*Task requirements*.
An exact transcription of every record below is required, with the pictures left out.

Data supplied below:

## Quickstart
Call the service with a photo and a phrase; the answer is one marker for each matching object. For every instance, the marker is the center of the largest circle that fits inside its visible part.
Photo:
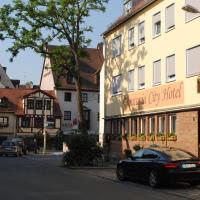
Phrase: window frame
(167, 29)
(133, 76)
(140, 41)
(193, 74)
(84, 97)
(67, 96)
(154, 25)
(173, 78)
(132, 44)
(119, 51)
(68, 116)
(158, 83)
(119, 90)
(140, 87)
(5, 121)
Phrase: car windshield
(175, 154)
(8, 144)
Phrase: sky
(27, 66)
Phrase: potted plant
(142, 136)
(151, 137)
(160, 136)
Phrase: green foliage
(137, 147)
(84, 149)
(37, 23)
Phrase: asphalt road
(43, 178)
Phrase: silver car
(10, 148)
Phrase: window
(48, 104)
(126, 126)
(39, 104)
(131, 42)
(133, 127)
(70, 79)
(189, 15)
(172, 123)
(149, 154)
(131, 80)
(25, 123)
(152, 125)
(169, 17)
(141, 77)
(116, 46)
(170, 68)
(157, 72)
(161, 122)
(193, 64)
(30, 104)
(142, 125)
(127, 6)
(38, 122)
(3, 121)
(4, 102)
(116, 84)
(68, 96)
(141, 32)
(50, 122)
(84, 97)
(67, 115)
(156, 25)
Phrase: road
(43, 178)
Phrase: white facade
(67, 126)
(92, 105)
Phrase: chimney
(4, 68)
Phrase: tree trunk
(82, 124)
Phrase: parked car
(160, 165)
(9, 147)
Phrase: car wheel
(154, 180)
(120, 174)
(194, 183)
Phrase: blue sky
(28, 65)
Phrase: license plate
(188, 166)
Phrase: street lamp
(191, 9)
(44, 130)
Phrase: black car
(159, 166)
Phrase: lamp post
(191, 9)
(44, 129)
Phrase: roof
(89, 69)
(138, 6)
(15, 100)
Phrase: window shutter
(193, 65)
(141, 75)
(170, 17)
(193, 3)
(156, 18)
(131, 37)
(170, 66)
(157, 72)
(131, 80)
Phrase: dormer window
(127, 6)
(4, 102)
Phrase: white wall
(92, 104)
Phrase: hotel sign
(161, 96)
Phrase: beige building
(152, 90)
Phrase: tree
(36, 23)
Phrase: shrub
(83, 149)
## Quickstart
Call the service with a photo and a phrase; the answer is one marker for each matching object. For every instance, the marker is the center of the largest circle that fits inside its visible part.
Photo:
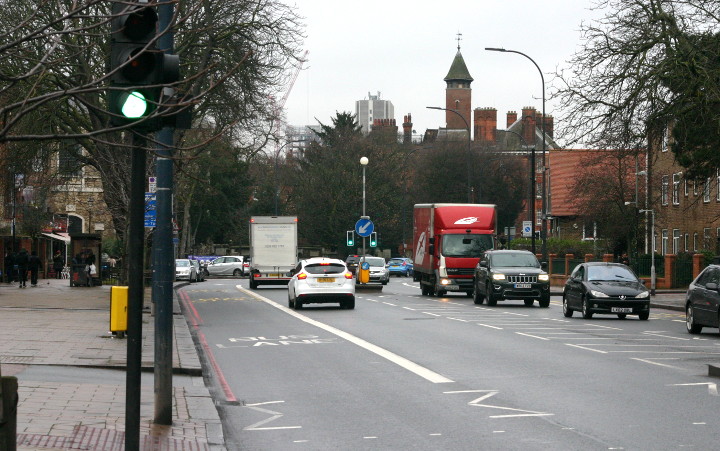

End of Data supplied.

*Solved exercise*.
## Quickstart
Call the service with a photo and a phrase; the answer is one marker for each matching object. For every instance, the marker is the center of the largest circle that fits inside its visible part.
Photo:
Phrase: window frame
(167, 29)
(133, 76)
(140, 41)
(193, 74)
(84, 97)
(67, 96)
(154, 25)
(173, 78)
(132, 44)
(119, 51)
(68, 116)
(158, 83)
(119, 90)
(140, 87)
(5, 121)
Phrase: car windshield
(175, 154)
(8, 144)
Phrase: sky
(27, 66)
Phrase: potted plant
(142, 136)
(151, 137)
(160, 136)
Phrase: green foliage
(137, 147)
(84, 149)
(37, 23)
Phrase: asphalt road
(43, 178)
Phrase: silver car
(10, 148)
Phrase: window
(48, 104)
(126, 126)
(39, 104)
(131, 42)
(133, 127)
(70, 79)
(189, 15)
(172, 123)
(149, 154)
(131, 80)
(25, 123)
(152, 125)
(169, 17)
(141, 77)
(116, 46)
(170, 68)
(157, 72)
(161, 122)
(193, 64)
(30, 104)
(142, 125)
(127, 6)
(38, 122)
(3, 121)
(4, 102)
(116, 84)
(68, 96)
(141, 32)
(50, 122)
(84, 97)
(67, 115)
(156, 25)
Phrase: road
(43, 178)
Phrase: white facade
(67, 126)
(92, 105)
Phrase: chimney
(4, 68)
Phrase: tree trunk
(82, 124)
Phrase: parked car
(160, 165)
(9, 147)
Phrase: car wheel
(154, 180)
(120, 174)
(194, 183)
Phrase: blue sky
(28, 65)
Phrase: license plate
(188, 166)
Phrase: street lamp
(191, 9)
(44, 130)
Phrase: black car
(159, 166)
Phrase: lamp post
(191, 9)
(44, 129)
Phrase: roof
(89, 69)
(138, 6)
(15, 100)
Phrase: window shutter
(193, 65)
(141, 75)
(170, 17)
(193, 3)
(156, 18)
(131, 37)
(170, 66)
(157, 72)
(131, 80)
Phrase: dormer window
(127, 6)
(4, 102)
Phrase: white wall
(92, 104)
Phrase: hotel sign
(161, 96)
Phrase: beige building
(152, 90)
Phrase: tree
(36, 23)
Phrase: shrub
(83, 149)
## Quickstart
Call the service with a photo and a phrase; the answer is one marker for each matching object. For every instance, the marker is the center of the largest circle that fits inside its visible part.
Photo:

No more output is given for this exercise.